**Work to complete**.
Rewrite the records below, changing "matching instance" to "matching item" wherever it occurs and leaving everything else unchanged.

**Excerpted records**.

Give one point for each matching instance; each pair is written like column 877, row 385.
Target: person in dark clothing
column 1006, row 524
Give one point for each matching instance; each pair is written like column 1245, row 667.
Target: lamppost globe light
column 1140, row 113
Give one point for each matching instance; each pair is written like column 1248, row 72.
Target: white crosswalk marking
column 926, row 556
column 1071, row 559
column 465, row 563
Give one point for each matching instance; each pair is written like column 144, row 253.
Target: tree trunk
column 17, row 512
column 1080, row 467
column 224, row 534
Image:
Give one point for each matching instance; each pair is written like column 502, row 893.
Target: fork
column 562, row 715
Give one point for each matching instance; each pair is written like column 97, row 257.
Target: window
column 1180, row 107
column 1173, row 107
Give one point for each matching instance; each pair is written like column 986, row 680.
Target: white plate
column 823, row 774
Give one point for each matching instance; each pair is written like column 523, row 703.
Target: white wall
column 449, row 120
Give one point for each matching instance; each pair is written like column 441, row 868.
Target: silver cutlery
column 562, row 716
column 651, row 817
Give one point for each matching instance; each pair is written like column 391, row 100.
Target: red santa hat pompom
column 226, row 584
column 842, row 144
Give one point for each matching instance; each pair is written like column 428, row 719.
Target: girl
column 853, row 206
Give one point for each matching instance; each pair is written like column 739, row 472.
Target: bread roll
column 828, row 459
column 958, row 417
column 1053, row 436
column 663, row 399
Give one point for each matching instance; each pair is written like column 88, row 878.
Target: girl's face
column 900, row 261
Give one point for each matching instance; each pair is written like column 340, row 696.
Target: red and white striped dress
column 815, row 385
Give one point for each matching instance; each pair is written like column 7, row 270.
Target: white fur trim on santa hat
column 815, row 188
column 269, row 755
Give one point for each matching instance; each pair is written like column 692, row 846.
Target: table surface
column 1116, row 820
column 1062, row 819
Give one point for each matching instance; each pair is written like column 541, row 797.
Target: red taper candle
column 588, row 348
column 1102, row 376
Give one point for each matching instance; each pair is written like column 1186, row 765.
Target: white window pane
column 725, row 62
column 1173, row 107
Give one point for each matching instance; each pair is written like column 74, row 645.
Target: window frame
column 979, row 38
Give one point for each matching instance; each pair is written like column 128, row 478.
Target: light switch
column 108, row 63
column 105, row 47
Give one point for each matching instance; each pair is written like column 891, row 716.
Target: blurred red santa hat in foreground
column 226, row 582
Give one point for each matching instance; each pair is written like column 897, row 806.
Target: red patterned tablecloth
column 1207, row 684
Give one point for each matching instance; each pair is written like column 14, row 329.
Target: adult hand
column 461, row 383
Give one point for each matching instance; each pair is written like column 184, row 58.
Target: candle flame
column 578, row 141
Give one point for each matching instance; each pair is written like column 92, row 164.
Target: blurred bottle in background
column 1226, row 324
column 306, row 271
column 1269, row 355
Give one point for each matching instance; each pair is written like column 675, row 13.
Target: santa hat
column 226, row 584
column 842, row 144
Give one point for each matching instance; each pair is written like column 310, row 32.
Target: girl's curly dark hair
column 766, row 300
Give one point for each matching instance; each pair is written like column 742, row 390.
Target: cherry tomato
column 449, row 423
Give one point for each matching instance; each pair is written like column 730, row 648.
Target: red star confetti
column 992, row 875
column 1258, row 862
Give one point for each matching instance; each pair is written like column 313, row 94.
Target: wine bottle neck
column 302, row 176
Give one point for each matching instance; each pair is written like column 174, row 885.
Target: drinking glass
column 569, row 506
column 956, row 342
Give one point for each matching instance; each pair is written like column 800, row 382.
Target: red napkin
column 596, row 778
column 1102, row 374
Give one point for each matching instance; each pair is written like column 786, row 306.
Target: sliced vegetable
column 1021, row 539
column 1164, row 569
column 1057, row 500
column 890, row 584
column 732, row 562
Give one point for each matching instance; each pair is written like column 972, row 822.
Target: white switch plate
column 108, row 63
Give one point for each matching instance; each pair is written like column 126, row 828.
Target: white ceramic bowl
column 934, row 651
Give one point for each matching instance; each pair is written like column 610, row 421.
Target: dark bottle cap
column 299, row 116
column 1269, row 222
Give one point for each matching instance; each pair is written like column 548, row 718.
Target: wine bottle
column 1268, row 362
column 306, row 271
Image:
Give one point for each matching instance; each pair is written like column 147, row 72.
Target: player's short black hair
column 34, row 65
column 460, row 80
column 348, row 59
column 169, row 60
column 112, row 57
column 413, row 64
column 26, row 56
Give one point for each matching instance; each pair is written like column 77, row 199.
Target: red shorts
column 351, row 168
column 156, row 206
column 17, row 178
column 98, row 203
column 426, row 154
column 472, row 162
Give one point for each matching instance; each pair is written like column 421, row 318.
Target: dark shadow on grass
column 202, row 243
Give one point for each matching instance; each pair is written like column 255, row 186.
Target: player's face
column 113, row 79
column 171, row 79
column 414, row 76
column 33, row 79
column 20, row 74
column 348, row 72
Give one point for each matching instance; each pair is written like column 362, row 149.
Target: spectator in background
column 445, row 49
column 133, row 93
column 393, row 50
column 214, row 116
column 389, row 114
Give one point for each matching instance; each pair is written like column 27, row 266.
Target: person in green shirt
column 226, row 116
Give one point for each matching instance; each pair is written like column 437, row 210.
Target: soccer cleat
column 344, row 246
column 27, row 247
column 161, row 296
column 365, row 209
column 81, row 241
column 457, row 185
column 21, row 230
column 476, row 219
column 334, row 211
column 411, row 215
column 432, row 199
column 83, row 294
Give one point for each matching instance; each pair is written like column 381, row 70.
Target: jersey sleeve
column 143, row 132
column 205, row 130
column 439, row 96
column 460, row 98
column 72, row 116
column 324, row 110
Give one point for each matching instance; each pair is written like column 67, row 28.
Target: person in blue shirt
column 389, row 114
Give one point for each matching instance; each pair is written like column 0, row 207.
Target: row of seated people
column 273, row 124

**Completed exercise**.
Give one point for each matching item; each pair is written like column 877, row 385.
Target: person in dark clothing
column 1006, row 524
Give one point for each matching item; each pair is written like column 1245, row 667.
Target: lamppost globe light
column 1140, row 113
Give one point for each matching item; each pair is written like column 1248, row 72.
Target: white crosswalk marking
column 926, row 556
column 1071, row 559
column 465, row 563
Give one point for each matching item; each pair is written like column 144, row 253.
Target: tree trunk
column 17, row 512
column 1080, row 467
column 224, row 534
Image:
Give one point for each matching item; each pair is written like column 502, row 893.
Target: fork
column 562, row 715
Give one point for each matching item; each pair is written like column 97, row 257.
Target: window
column 1180, row 107
column 1173, row 107
Give one point for each matching item; each pair is written like column 986, row 680.
Target: white plate
column 823, row 774
Give one point for each matching item; each pair is written like column 523, row 703.
Target: white wall
column 449, row 120
Give one point for each matching item; each pair is written like column 441, row 868.
Target: silver cutlery
column 562, row 716
column 651, row 817
Give one point for each matching item; each pair is written like column 391, row 100.
Target: red santa hat pompom
column 226, row 584
column 842, row 144
Give one point for each matching item; each pair is written like column 428, row 719.
Target: girl
column 853, row 206
Give one point for each matching item; each pair is written like column 739, row 472.
Target: bread roll
column 828, row 459
column 958, row 417
column 1053, row 436
column 663, row 399
Give one point for each matching item; each pair is written like column 88, row 878.
Target: girl's face
column 900, row 261
Give one point for each matching item; each pair is written like column 340, row 696.
Target: red and white striped dress
column 815, row 385
Give one point for each matching item; each pair is written like column 7, row 270.
Target: white fur trim on santa hat
column 815, row 188
column 269, row 755
Give one point for each matching item; each pair is written like column 692, row 846.
Target: table surface
column 1116, row 820
column 1062, row 819
Give one point for each matching item; each pair is written like column 541, row 797.
Target: red taper candle
column 588, row 348
column 1102, row 376
Give one point for each matching item; each pair is written like column 1186, row 765.
Target: white window pane
column 725, row 62
column 1173, row 107
Give one point for each matching item; each pair is written like column 74, row 645.
Target: window frame
column 979, row 38
Give one point for each matching item; each pair is written like column 128, row 478.
Target: light switch
column 108, row 63
column 105, row 47
Give one point for each matching item; each pair is written like column 891, row 716.
Target: blurred red santa hat in foreground
column 226, row 582
Give one point for each matching item; each pair is written like column 897, row 806.
Target: red patterned tablecloth
column 1207, row 684
Give one point for each matching item; each pair is written like column 14, row 329.
Target: adult hand
column 461, row 383
Give one point for each matching item; each pair is written like column 184, row 58.
Target: candle flame
column 578, row 141
Give one point for each matching item; each pair is written like column 92, row 164.
Target: blurred bottle in background
column 1226, row 324
column 306, row 271
column 1269, row 355
Give one point for each matching item; each pair is written like column 675, row 13.
Target: santa hat
column 226, row 584
column 842, row 144
Give one point for each matching item; each pair is written like column 310, row 32.
Target: girl's curly dark hair
column 766, row 300
Give one point for each matching item; each pair is written like column 742, row 390.
Target: cherry tomato
column 449, row 423
Give one point for each matching item; each pair is written like column 730, row 648.
Target: red star confetti
column 992, row 875
column 1258, row 862
Give one point for each matching item; each pair is written like column 313, row 94.
Target: wine bottle neck
column 302, row 176
Give one point for each matching item; each pair is written like column 174, row 885.
Target: drinking glass
column 569, row 506
column 956, row 342
Give one point for each matching item; each pair is written like column 800, row 382.
Target: red napkin
column 596, row 778
column 1102, row 374
Give one point for each matching item; each pair is written like column 786, row 306.
Target: sliced vegetable
column 1021, row 539
column 1164, row 569
column 1057, row 500
column 890, row 584
column 732, row 562
Give one point for each matching item; each pair is written like column 972, row 822.
Target: white switch plate
column 108, row 63
Give one point for each matching item; each pair is written like column 126, row 828.
Target: white ceramic bowl
column 934, row 651
Give one point for each matching item; each pair is written like column 610, row 421.
Target: dark bottle cap
column 299, row 116
column 1269, row 222
Give one point for each matching item; each pair is written like column 548, row 718.
Target: wine bottle
column 1268, row 362
column 306, row 271
Image:
Give one point for each matching item; each pair is written like column 147, row 72.
Target: player's short black hair
column 34, row 65
column 460, row 80
column 348, row 59
column 169, row 60
column 112, row 57
column 413, row 64
column 26, row 56
Give one point for each matching item; each pair is written like column 77, row 199.
Target: red shorts
column 351, row 168
column 156, row 206
column 17, row 178
column 98, row 203
column 426, row 154
column 472, row 162
Give one point for each matching item; each pair is written like column 421, row 318.
Target: dark shadow on grass
column 202, row 243
Give one point for each matching item; each pair is written like column 255, row 186.
Target: player's face
column 113, row 79
column 171, row 79
column 414, row 76
column 33, row 79
column 20, row 74
column 348, row 72
Give one point for each matching item; each pair is written like column 362, row 149.
Target: spectator in background
column 445, row 49
column 133, row 93
column 393, row 50
column 214, row 116
column 389, row 114
Give one point for each matching item; each pair is written like column 27, row 266.
Target: person in green shirt
column 226, row 116
Give one point for each matching item; each pair is written like column 437, row 210.
Target: soccer cleat
column 344, row 246
column 27, row 247
column 161, row 296
column 365, row 209
column 81, row 241
column 457, row 185
column 21, row 230
column 476, row 219
column 334, row 211
column 411, row 215
column 432, row 199
column 83, row 294
Give one point for each matching item; each pair is written like column 381, row 70.
Target: jersey sleeve
column 143, row 132
column 205, row 130
column 439, row 96
column 460, row 98
column 72, row 116
column 324, row 110
Give one point for each matching item; each pair is written like column 67, row 28.
Target: person in blue shirt
column 389, row 114
Give one point for each matching item; each pair is written like column 0, row 207.
Target: row of seated people
column 273, row 124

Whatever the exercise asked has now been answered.